Pictures aside, copy exactly the lines running from the one with "If you could point to the person's" to the end of the records.
:: Task inputs
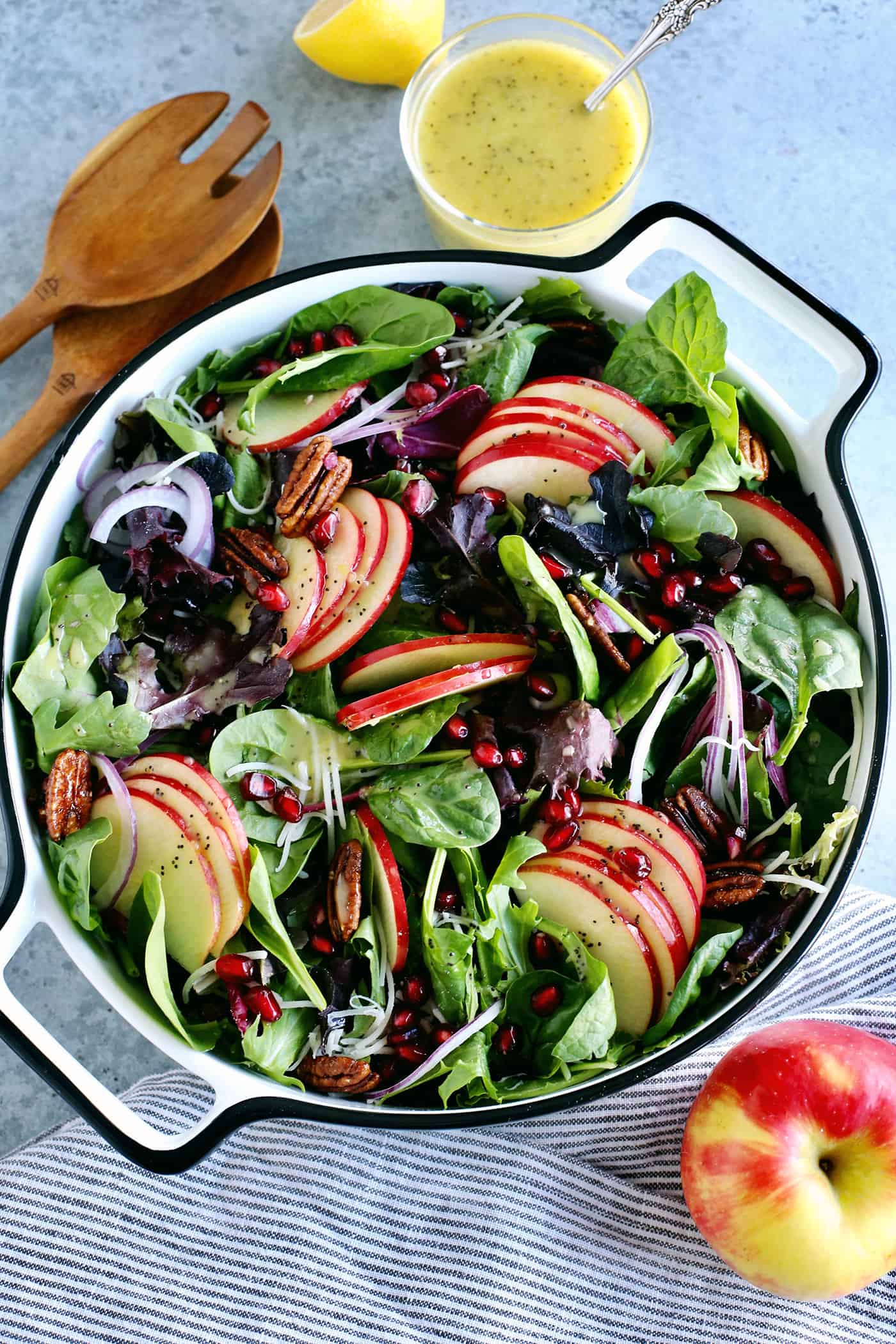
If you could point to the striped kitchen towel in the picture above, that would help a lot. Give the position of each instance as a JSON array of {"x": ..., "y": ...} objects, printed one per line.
[{"x": 567, "y": 1230}]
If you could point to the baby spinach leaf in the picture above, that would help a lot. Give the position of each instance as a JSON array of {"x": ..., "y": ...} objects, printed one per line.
[
  {"x": 716, "y": 937},
  {"x": 147, "y": 945},
  {"x": 803, "y": 650},
  {"x": 543, "y": 601},
  {"x": 72, "y": 865},
  {"x": 401, "y": 737},
  {"x": 100, "y": 724},
  {"x": 683, "y": 516},
  {"x": 503, "y": 370},
  {"x": 672, "y": 355},
  {"x": 451, "y": 805},
  {"x": 266, "y": 926},
  {"x": 643, "y": 684}
]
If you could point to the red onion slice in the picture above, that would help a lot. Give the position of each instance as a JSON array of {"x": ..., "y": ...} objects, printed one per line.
[
  {"x": 440, "y": 1053},
  {"x": 124, "y": 865}
]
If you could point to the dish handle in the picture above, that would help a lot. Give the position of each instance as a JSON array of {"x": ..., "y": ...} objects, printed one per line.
[{"x": 128, "y": 1132}]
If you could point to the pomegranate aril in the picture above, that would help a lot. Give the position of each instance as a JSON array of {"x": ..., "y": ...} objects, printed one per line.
[
  {"x": 507, "y": 1041},
  {"x": 343, "y": 335},
  {"x": 555, "y": 569},
  {"x": 554, "y": 811},
  {"x": 673, "y": 590},
  {"x": 497, "y": 499},
  {"x": 324, "y": 530},
  {"x": 452, "y": 621},
  {"x": 210, "y": 405},
  {"x": 264, "y": 367},
  {"x": 257, "y": 787},
  {"x": 417, "y": 989},
  {"x": 562, "y": 836},
  {"x": 234, "y": 970},
  {"x": 418, "y": 499},
  {"x": 488, "y": 756},
  {"x": 272, "y": 597},
  {"x": 634, "y": 862},
  {"x": 457, "y": 729},
  {"x": 541, "y": 687},
  {"x": 726, "y": 585},
  {"x": 419, "y": 394},
  {"x": 288, "y": 805},
  {"x": 546, "y": 1000},
  {"x": 798, "y": 589},
  {"x": 261, "y": 1003},
  {"x": 649, "y": 562}
]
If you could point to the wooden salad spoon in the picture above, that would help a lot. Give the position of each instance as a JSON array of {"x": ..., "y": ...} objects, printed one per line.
[{"x": 139, "y": 223}]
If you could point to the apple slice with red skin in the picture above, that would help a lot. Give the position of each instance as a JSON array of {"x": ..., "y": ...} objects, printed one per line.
[
  {"x": 567, "y": 414},
  {"x": 641, "y": 902},
  {"x": 666, "y": 872},
  {"x": 618, "y": 408},
  {"x": 342, "y": 559},
  {"x": 212, "y": 842},
  {"x": 388, "y": 894},
  {"x": 284, "y": 420},
  {"x": 193, "y": 902},
  {"x": 399, "y": 663},
  {"x": 304, "y": 586},
  {"x": 371, "y": 597},
  {"x": 555, "y": 474},
  {"x": 428, "y": 689},
  {"x": 759, "y": 518},
  {"x": 573, "y": 902},
  {"x": 203, "y": 783},
  {"x": 640, "y": 820}
]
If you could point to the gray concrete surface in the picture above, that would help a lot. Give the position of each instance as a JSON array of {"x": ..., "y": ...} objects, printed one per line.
[{"x": 774, "y": 118}]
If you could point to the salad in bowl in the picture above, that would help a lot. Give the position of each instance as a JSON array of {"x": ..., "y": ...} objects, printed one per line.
[{"x": 442, "y": 695}]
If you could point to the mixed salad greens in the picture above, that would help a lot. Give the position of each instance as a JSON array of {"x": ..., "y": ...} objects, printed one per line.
[{"x": 445, "y": 692}]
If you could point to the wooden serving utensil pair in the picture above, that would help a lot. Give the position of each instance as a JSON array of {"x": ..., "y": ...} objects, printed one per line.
[{"x": 140, "y": 243}]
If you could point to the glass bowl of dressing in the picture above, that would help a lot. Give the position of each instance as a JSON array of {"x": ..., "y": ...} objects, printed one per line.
[{"x": 501, "y": 148}]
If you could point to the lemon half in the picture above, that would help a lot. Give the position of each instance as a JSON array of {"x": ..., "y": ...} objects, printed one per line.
[{"x": 371, "y": 41}]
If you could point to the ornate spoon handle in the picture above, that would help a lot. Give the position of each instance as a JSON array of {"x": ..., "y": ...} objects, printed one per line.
[{"x": 672, "y": 19}]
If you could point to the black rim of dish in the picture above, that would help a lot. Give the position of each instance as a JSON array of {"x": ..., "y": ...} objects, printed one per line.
[{"x": 296, "y": 1107}]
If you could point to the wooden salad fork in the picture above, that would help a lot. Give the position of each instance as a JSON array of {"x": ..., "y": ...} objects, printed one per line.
[{"x": 138, "y": 223}]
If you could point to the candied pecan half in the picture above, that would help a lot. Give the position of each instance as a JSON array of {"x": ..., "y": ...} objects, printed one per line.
[
  {"x": 315, "y": 484},
  {"x": 753, "y": 451},
  {"x": 67, "y": 795},
  {"x": 344, "y": 890},
  {"x": 601, "y": 639},
  {"x": 337, "y": 1073},
  {"x": 250, "y": 557},
  {"x": 732, "y": 882}
]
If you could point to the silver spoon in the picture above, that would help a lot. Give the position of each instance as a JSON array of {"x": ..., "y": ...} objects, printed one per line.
[{"x": 672, "y": 19}]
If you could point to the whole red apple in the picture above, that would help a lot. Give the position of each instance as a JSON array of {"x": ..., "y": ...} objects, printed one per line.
[{"x": 789, "y": 1159}]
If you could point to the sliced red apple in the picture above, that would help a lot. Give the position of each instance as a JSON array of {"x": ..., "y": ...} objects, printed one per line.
[
  {"x": 193, "y": 902},
  {"x": 435, "y": 687},
  {"x": 212, "y": 842},
  {"x": 567, "y": 413},
  {"x": 759, "y": 518},
  {"x": 399, "y": 663},
  {"x": 657, "y": 827},
  {"x": 388, "y": 894},
  {"x": 555, "y": 474},
  {"x": 641, "y": 902},
  {"x": 607, "y": 934},
  {"x": 370, "y": 598},
  {"x": 202, "y": 781},
  {"x": 630, "y": 415},
  {"x": 285, "y": 419}
]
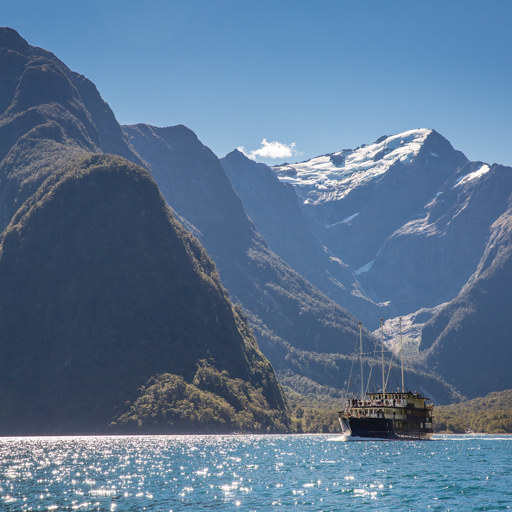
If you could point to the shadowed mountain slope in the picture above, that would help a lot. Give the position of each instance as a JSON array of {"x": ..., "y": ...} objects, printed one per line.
[
  {"x": 468, "y": 341},
  {"x": 101, "y": 289},
  {"x": 297, "y": 327},
  {"x": 274, "y": 208}
]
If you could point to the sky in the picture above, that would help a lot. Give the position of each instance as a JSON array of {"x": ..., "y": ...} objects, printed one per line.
[{"x": 290, "y": 80}]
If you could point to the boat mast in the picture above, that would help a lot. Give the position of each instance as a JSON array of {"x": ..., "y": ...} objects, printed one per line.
[
  {"x": 361, "y": 357},
  {"x": 382, "y": 346},
  {"x": 402, "y": 356}
]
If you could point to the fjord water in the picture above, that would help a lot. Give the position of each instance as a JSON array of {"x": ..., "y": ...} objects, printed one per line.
[{"x": 305, "y": 472}]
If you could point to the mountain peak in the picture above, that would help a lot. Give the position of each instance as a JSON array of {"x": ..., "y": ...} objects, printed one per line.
[
  {"x": 333, "y": 176},
  {"x": 10, "y": 39}
]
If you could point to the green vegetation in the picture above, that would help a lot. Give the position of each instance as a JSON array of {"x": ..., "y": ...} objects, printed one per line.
[
  {"x": 212, "y": 402},
  {"x": 491, "y": 414}
]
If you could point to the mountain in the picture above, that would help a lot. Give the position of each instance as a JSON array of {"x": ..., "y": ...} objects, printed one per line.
[
  {"x": 359, "y": 200},
  {"x": 303, "y": 333},
  {"x": 427, "y": 234},
  {"x": 112, "y": 316},
  {"x": 489, "y": 414},
  {"x": 473, "y": 330},
  {"x": 274, "y": 208}
]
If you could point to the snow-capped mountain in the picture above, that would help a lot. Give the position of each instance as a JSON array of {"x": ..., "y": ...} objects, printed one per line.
[
  {"x": 427, "y": 234},
  {"x": 332, "y": 177}
]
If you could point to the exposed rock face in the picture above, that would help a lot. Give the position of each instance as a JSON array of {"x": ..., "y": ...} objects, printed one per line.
[
  {"x": 274, "y": 208},
  {"x": 299, "y": 329}
]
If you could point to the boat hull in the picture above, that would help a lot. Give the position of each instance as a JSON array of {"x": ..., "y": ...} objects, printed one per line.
[{"x": 383, "y": 428}]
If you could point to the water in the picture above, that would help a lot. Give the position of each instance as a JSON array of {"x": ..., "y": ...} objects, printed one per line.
[{"x": 242, "y": 473}]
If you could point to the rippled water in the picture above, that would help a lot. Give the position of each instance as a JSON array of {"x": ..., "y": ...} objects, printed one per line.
[{"x": 306, "y": 472}]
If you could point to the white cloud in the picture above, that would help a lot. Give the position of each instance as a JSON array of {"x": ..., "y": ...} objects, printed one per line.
[{"x": 272, "y": 149}]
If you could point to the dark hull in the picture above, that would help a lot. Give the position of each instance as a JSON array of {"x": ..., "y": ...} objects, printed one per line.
[{"x": 382, "y": 428}]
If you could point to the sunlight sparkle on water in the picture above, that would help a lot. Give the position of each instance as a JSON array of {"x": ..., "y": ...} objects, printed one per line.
[{"x": 254, "y": 473}]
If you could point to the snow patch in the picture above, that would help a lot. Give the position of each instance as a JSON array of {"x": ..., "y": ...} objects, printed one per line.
[
  {"x": 475, "y": 175},
  {"x": 364, "y": 268},
  {"x": 332, "y": 177},
  {"x": 344, "y": 221}
]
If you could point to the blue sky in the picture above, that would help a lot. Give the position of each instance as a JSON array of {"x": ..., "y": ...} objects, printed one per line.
[{"x": 324, "y": 75}]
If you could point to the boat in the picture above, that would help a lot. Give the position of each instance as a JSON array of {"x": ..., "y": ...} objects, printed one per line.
[{"x": 386, "y": 415}]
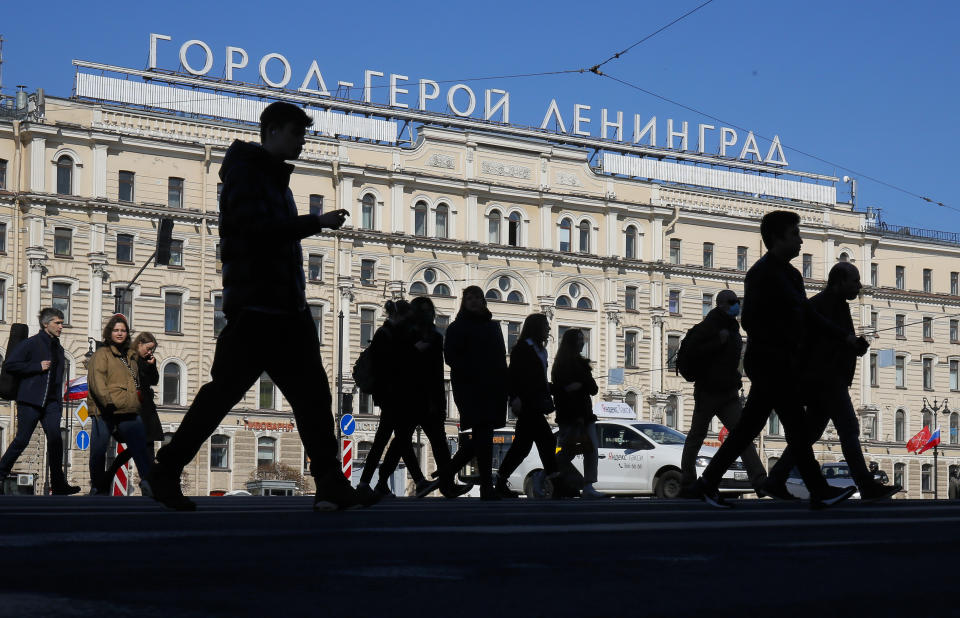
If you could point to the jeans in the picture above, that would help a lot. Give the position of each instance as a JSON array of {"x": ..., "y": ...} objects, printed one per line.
[
  {"x": 726, "y": 407},
  {"x": 584, "y": 435},
  {"x": 27, "y": 418},
  {"x": 131, "y": 432},
  {"x": 765, "y": 395},
  {"x": 823, "y": 405},
  {"x": 287, "y": 348}
]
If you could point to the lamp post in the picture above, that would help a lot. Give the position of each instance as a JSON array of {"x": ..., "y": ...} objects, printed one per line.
[{"x": 933, "y": 409}]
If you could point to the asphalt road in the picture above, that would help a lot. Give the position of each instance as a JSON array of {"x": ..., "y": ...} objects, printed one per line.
[{"x": 84, "y": 556}]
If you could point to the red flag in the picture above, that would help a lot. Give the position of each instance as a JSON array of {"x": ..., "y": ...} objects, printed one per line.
[{"x": 918, "y": 440}]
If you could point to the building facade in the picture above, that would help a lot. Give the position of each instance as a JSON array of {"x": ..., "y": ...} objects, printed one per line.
[{"x": 537, "y": 223}]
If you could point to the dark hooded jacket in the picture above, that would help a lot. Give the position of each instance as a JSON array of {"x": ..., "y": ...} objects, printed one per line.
[
  {"x": 260, "y": 233},
  {"x": 477, "y": 357}
]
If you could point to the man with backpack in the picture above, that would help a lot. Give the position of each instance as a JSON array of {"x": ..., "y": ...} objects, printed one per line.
[{"x": 709, "y": 356}]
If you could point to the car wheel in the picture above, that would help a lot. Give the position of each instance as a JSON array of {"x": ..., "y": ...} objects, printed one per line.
[{"x": 668, "y": 485}]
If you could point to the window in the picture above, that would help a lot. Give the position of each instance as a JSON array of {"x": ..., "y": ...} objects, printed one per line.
[
  {"x": 707, "y": 303},
  {"x": 630, "y": 349},
  {"x": 61, "y": 299},
  {"x": 674, "y": 250},
  {"x": 673, "y": 345},
  {"x": 367, "y": 326},
  {"x": 708, "y": 255},
  {"x": 125, "y": 248},
  {"x": 65, "y": 175},
  {"x": 584, "y": 228},
  {"x": 315, "y": 267},
  {"x": 175, "y": 192},
  {"x": 219, "y": 318},
  {"x": 176, "y": 253},
  {"x": 440, "y": 221},
  {"x": 367, "y": 205},
  {"x": 172, "y": 308},
  {"x": 266, "y": 452},
  {"x": 513, "y": 229},
  {"x": 899, "y": 476},
  {"x": 62, "y": 242},
  {"x": 674, "y": 302},
  {"x": 171, "y": 384},
  {"x": 219, "y": 452},
  {"x": 125, "y": 182},
  {"x": 266, "y": 399},
  {"x": 566, "y": 232},
  {"x": 367, "y": 271},
  {"x": 420, "y": 219},
  {"x": 630, "y": 238}
]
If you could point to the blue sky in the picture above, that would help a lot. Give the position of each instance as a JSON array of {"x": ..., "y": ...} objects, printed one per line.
[{"x": 870, "y": 86}]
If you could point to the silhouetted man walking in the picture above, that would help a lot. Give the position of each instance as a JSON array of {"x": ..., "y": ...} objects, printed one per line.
[
  {"x": 778, "y": 318},
  {"x": 269, "y": 326},
  {"x": 827, "y": 377}
]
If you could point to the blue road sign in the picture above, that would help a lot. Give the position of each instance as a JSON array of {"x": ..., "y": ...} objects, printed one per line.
[
  {"x": 83, "y": 440},
  {"x": 347, "y": 424}
]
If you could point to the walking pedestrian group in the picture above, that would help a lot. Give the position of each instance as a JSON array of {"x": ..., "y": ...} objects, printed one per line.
[{"x": 800, "y": 358}]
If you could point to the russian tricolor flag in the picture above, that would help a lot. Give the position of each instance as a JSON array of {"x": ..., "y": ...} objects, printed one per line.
[{"x": 77, "y": 389}]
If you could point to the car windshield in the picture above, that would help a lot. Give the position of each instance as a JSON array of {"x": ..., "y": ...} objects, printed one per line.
[{"x": 661, "y": 434}]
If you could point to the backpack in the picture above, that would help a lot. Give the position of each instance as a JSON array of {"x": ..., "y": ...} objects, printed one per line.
[{"x": 9, "y": 383}]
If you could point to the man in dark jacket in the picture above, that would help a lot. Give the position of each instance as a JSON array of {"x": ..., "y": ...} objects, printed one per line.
[
  {"x": 39, "y": 363},
  {"x": 269, "y": 326},
  {"x": 827, "y": 377},
  {"x": 778, "y": 318},
  {"x": 716, "y": 343}
]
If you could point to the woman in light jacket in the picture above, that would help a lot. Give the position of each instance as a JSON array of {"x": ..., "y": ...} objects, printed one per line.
[{"x": 114, "y": 404}]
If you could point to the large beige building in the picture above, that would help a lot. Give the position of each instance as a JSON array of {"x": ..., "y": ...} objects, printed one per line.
[{"x": 538, "y": 223}]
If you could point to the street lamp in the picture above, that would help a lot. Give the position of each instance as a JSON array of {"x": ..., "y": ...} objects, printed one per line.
[{"x": 932, "y": 409}]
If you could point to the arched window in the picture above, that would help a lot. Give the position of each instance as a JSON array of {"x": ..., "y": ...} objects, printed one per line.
[
  {"x": 630, "y": 237},
  {"x": 367, "y": 206},
  {"x": 171, "y": 384},
  {"x": 584, "y": 236},
  {"x": 670, "y": 412},
  {"x": 65, "y": 175},
  {"x": 493, "y": 227},
  {"x": 513, "y": 229},
  {"x": 441, "y": 220},
  {"x": 420, "y": 219},
  {"x": 566, "y": 231}
]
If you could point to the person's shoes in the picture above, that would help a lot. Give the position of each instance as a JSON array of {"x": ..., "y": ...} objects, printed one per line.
[
  {"x": 831, "y": 496},
  {"x": 772, "y": 489},
  {"x": 424, "y": 487},
  {"x": 334, "y": 493},
  {"x": 488, "y": 492},
  {"x": 874, "y": 491},
  {"x": 65, "y": 490},
  {"x": 454, "y": 490},
  {"x": 166, "y": 490}
]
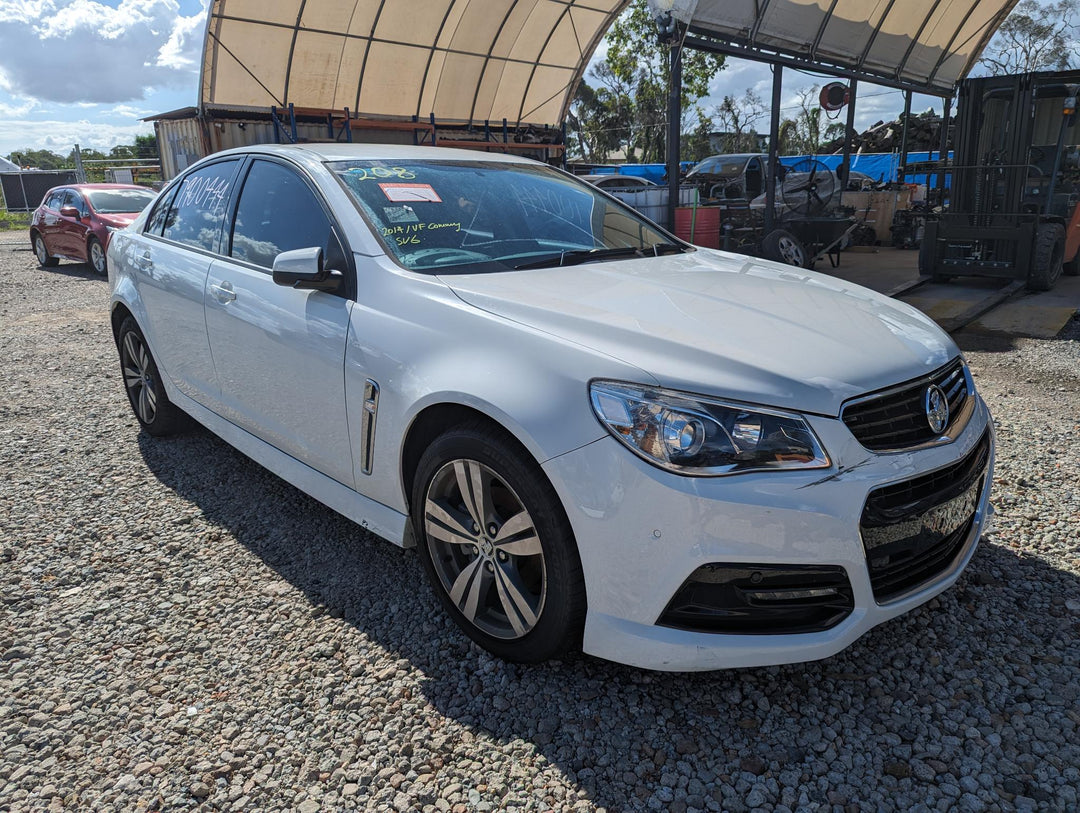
::::
▶ [Response below]:
If you could point to the person's shoes in the picture above, that would help a lot. Give the position of each instance as a JSON array of {"x": ..., "y": ...} objects, printed one per line.
[
  {"x": 831, "y": 496},
  {"x": 772, "y": 489},
  {"x": 424, "y": 487},
  {"x": 334, "y": 493},
  {"x": 488, "y": 492},
  {"x": 874, "y": 491},
  {"x": 65, "y": 490},
  {"x": 454, "y": 490},
  {"x": 166, "y": 490}
]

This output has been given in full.